## GOAL OF THE EXERCISE
Carry on the tutorial about entering and reading data in SAS, starting right after its last sentence.

The first thing we did in Excel was label our columns – this is the second line of our SAS code:

Data trial;
Input ID trmt weight height;

The next thing we do in Excel is start entering our data.  In SAS, we first let SAS know that the data is coming by adding a datalines; statement in our code and then we enter our data.

Data trial;
Input ID trmt weight height;

Datalines;
13K Pasture 89 47

In order to complete our data entry in SAS, we need to let SAS know that there are no more data points and to go ahead and save the file.  To do this we add a “;” all by itself at the end of the data and a Run; to let SAS finish the data and save the file.

Data trial;
Input ID trmt weight height;
Datalines;
13K Pasture 89 47
;
Run;

When you run this code – you will receive a number of errors.  SAS loves numbers and the data we are trying to read in has letters and words in it.  We need to let SAS know that the variables we’ve called ID and trmt, are not numbers.  We do this by adding a $ after the variable names.

Data trial;
Input ID$ trmt$ weight height;
Datalines;
13K Pasture 89 47
;
Run;

Now that should work without any errors in the LOG window.

Rather than retyping all the data, we can copy it from Excel and paste it after the datalines statement.  As I noted above, this will work most of the time, but there are times where it does not work.  Why you may ask?  I suspect it is some hidden Excel formatting that plays havoc with SAS, but I cannot identify exactly what it is.  Just note that this method may fail at times.

READING DATA FROM A FILE

In order to read data that has been saved to a file, the INFILE statement must be used before the INPUT statement.   Think of it in these terms.  You need to tell SAS where the data is first (INFILE) before you can tell it what is contained inside the file (INPUT).  Another trick to remembering the order, the two statements are to be used in alphabetical order.

NOTE: Before we can read in a datafile into SAS, we need to save it in the proper format from Excel.  On a WINDOWS laptop/computer, in Excel, please select File -> Save As -> Save as type should be CSV(Comma Delimited).  On a Mac, in Excel, please select File -> Save As -> Type should be MS-DOS Comma Delimited.

## SOURCE EXCERPT

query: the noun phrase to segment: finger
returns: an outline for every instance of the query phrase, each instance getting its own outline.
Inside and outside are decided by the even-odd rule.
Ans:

## RESPONSE TO THE TASK
Once you have a datafile that has been created in Excel or another program, and if that file is a text file, which means a file that only has data and spaces, then the INFILE statement will be only be used to tell SAS the location of the text file on the computer. Here is an example:

Data trial;
Infile “C:\Users\edwardsm\Documents\Workshops\SAS\trial.csv”;
Input ID$ trmt$ weight height;
Run;

A Comma Separated Values(CSV or Comma Delimited) File is one of the most common text files used for data today, probably more common than a text file.  If you use a text file, we assume that there are only empty spaces between the variable values.  With a CSV file there are commas (,) separating the values, so we need to tell SAS this.  This can be done by adding DLM (which is short for DELIMITER) = “,” at the end of the INFILE statement.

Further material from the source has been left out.